**Given instruction**
Count how many lines of the items contain the string "trim", with case mattering. Give only the number.

● ● ●

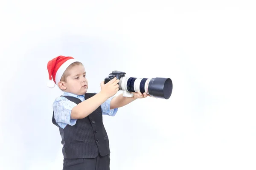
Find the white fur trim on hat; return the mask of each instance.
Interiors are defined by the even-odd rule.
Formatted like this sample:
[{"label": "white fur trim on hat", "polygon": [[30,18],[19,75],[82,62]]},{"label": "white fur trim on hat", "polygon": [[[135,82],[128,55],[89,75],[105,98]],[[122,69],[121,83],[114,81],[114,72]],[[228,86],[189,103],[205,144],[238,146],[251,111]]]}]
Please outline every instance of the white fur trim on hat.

● ● ●

**Result of this task**
3